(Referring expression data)
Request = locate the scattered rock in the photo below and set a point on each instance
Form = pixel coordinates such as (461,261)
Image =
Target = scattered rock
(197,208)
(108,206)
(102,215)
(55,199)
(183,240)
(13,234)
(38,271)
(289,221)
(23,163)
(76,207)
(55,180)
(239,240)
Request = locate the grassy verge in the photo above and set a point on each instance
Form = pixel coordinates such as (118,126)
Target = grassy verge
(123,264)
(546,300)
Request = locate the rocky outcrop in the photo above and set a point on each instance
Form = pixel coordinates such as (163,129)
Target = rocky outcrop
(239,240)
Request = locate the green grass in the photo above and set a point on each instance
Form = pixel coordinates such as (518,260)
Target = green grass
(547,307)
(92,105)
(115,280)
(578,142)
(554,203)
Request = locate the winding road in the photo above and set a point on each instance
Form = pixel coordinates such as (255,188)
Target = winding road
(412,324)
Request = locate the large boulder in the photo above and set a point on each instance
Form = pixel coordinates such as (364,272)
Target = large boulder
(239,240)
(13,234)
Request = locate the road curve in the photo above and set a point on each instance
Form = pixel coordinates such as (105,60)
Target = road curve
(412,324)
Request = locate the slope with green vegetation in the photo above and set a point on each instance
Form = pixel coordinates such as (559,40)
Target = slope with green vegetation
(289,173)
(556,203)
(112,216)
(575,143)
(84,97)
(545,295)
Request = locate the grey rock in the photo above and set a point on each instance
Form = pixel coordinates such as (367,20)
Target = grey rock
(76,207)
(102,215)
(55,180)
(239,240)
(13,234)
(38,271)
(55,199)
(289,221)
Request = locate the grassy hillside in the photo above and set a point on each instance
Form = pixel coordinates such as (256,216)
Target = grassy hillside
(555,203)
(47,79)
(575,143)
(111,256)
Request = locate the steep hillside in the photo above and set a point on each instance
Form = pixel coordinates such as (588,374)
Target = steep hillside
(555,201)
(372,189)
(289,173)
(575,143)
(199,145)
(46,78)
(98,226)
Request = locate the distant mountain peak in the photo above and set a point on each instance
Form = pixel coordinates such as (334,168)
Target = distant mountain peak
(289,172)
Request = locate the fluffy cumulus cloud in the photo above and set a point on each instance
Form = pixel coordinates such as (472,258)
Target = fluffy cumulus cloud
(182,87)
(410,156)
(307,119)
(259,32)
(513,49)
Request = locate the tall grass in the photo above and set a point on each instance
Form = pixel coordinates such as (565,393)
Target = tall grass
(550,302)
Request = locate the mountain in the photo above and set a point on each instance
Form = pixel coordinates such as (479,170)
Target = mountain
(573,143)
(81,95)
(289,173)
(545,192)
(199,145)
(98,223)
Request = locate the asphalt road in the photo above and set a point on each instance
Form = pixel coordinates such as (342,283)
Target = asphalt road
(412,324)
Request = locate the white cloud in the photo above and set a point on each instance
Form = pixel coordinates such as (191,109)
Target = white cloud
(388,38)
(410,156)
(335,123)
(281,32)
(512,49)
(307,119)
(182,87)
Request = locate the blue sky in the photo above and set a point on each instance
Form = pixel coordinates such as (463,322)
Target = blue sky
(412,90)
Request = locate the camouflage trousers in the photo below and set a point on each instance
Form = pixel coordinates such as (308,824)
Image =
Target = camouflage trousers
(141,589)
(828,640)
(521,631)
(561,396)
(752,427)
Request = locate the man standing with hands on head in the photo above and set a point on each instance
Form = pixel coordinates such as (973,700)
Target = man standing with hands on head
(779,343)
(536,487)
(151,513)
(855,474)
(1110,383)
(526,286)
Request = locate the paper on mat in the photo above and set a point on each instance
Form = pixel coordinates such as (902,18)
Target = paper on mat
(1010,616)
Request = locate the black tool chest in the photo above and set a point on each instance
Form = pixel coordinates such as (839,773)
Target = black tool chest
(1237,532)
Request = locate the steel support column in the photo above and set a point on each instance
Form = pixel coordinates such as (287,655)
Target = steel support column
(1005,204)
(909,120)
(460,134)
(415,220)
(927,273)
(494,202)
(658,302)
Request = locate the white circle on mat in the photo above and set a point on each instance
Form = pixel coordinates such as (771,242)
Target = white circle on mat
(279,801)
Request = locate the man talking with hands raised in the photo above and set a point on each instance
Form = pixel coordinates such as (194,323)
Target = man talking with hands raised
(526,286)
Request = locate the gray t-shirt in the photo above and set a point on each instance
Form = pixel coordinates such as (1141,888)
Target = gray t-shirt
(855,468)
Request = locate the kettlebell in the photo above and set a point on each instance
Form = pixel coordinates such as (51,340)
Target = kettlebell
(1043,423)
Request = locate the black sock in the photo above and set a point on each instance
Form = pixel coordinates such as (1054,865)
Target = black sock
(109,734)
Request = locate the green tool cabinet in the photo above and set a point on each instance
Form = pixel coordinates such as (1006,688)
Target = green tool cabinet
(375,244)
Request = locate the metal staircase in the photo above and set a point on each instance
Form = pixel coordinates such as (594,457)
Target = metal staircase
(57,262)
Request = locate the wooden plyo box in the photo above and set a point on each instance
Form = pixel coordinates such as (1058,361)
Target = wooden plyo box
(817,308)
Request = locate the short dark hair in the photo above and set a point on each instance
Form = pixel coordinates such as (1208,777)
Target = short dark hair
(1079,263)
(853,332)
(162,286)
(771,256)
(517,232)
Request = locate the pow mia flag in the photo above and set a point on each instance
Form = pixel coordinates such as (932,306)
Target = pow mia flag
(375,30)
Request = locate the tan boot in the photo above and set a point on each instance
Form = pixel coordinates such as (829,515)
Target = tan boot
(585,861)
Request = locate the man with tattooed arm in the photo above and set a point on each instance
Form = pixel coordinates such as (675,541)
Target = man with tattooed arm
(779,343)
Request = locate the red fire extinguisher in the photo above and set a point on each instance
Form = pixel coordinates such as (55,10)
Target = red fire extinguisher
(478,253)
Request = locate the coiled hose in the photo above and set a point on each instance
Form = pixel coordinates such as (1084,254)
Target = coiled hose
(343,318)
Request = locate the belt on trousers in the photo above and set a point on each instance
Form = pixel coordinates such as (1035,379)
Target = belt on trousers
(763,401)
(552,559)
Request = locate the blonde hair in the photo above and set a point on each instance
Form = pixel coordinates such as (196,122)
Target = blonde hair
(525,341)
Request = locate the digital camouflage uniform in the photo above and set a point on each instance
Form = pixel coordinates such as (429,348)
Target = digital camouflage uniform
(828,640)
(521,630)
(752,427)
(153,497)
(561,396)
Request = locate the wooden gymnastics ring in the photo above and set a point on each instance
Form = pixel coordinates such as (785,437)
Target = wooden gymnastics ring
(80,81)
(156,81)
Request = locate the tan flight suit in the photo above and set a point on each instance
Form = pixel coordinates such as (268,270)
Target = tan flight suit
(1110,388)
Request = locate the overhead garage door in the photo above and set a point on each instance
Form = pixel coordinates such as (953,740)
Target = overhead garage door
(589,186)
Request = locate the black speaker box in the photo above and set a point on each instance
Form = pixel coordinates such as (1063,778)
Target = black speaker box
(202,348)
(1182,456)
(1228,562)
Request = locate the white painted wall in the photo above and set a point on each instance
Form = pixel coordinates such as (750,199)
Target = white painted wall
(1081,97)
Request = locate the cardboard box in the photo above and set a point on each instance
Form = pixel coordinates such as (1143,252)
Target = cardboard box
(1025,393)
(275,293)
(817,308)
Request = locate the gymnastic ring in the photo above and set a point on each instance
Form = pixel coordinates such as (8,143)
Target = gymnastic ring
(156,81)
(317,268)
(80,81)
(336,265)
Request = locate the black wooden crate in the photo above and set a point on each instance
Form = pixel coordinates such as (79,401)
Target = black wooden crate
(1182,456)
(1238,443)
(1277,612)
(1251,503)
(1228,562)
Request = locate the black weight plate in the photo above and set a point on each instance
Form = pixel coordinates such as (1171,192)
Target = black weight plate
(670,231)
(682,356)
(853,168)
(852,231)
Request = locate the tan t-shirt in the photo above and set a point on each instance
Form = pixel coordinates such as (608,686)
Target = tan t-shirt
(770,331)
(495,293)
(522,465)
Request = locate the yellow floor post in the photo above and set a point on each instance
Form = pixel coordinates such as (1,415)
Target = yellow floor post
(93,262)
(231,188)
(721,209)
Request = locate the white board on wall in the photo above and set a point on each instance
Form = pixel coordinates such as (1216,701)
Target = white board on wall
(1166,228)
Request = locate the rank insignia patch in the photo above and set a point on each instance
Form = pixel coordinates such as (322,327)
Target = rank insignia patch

- _YOUR TASK_
Starting at the line that contains "Target = tan t-shirt", output every remaining line of the data exactly, and stop after the last one.

- _TASK SOLUTION_
Target = tan t-shirt
(770,331)
(495,293)
(522,465)
Request = locate the yellow floor post in the photo above and set a point on each instance
Form = pixel coordinates such as (1,415)
Target = yellow floor post
(93,262)
(231,188)
(721,209)
Request = locate the white board on wall in the photo above and set a point on each instance
Form = pixel coordinates such as (1216,701)
Target = white board on wall
(1166,228)
Request = locate the rank insignia patch in the photo above and set a point on each instance
Form = pixel coordinates such as (322,327)
Target = rank insignia patch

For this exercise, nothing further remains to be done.